Extract provided -
++++++++++

# Extract river segements from HydroRIVERS

The following code takes a continental-scale rivers shapefile from the HydroATLAS "HydroRIVERS" database, which is a large polyline file containing segments of all large rivers in the world. The user should first open the shpaefile in a GIS and find the desired river to extract. The user should then choose the most upstream segment they want for the extraction, and record the 'HYRIV_ID' for that segment. 'HYRIV_ID' is a unique numeric for each segment in the dataset. The user then enters the desired dataset name, path, the 'HYRIV_ID', a river name, and an output path (optional). Executing the code extracts all river segments downstream of and including the given 'HYRIV_ID' segment, terminating at the ocean or depositional basin. This is written as a shapefile to the desired output folder and named after the river.

++++++++++

Material provided -

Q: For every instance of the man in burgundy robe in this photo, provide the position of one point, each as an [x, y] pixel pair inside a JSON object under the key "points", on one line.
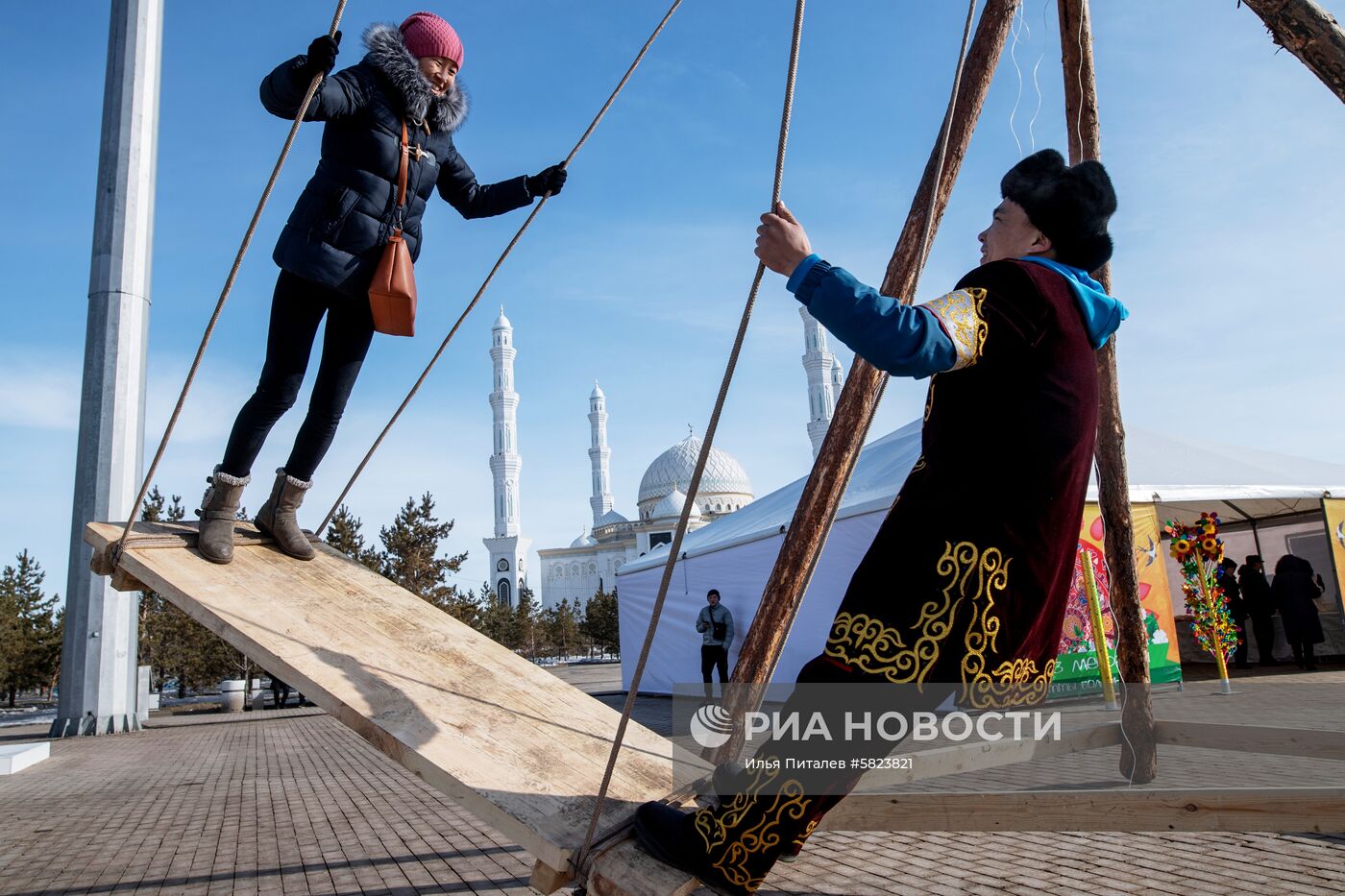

++++++++++

Written instruction - Copy the part of the HydroRIVERS extraction write-up that begins at the words "# Extract river" and stops after "after the river.".

Exercise result -
# Extract river segements from HydroRIVERS

The following code takes a continental-scale rivers shapefile from the HydroATLAS "HydroRIVERS" database, which is a large polyline file containing segments of all large rivers in the world. The user should first open the shpaefile in a GIS and find the desired river to extract. The user should then choose the most upstream segment they want for the extraction, and record the 'HYRIV_ID' for that segment. 'HYRIV_ID' is a unique numeric for each segment in the dataset. The user then enters the desired dataset name, path, the 'HYRIV_ID', a river name, and an output path (optional). Executing the code extracts all river segments downstream of and including the given 'HYRIV_ID' segment, terminating at the ocean or depositional basin. This is written as a shapefile to the desired output folder and named after the river.